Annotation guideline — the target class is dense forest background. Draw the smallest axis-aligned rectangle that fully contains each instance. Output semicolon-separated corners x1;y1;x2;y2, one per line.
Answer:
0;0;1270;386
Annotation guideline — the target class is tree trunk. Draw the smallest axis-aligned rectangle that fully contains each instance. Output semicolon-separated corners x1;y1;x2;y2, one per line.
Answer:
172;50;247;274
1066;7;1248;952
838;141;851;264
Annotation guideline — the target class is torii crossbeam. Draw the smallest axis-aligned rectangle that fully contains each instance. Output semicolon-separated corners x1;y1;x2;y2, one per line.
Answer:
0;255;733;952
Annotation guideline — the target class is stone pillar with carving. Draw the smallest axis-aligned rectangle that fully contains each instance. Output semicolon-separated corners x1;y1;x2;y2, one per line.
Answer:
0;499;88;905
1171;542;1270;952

The exercise
Extract each line of the records above that contains the string "semicolon", treating the match as case-sensitive.

Solution for this task
Annotation guideline — the target class is dense forest background. Draw the smallest axis-aligned rectangle that fully contains each instance. Output semicolon-separated corners x1;y1;x2;y2, one per line.
Annotation guideline — the target class is tree trunk. Draw the smallest axis-aligned rectangle that fully contains each instance. Output semicolon-separated corners x1;y1;x2;y2, one per line.
Annotation guideline — the target class is torii crossbeam. Draw the smallest axis-aligned rectangle that fully contains each instance. Output semicolon-separated corners x1;y1;x2;y2, one per line.
Annotation guideline — the target class is stone pillar with carving. Draw the smallest axis-aligned rectangle that fully contains each instance. Output semicolon-separated corners x1;y1;x2;y2, one per line.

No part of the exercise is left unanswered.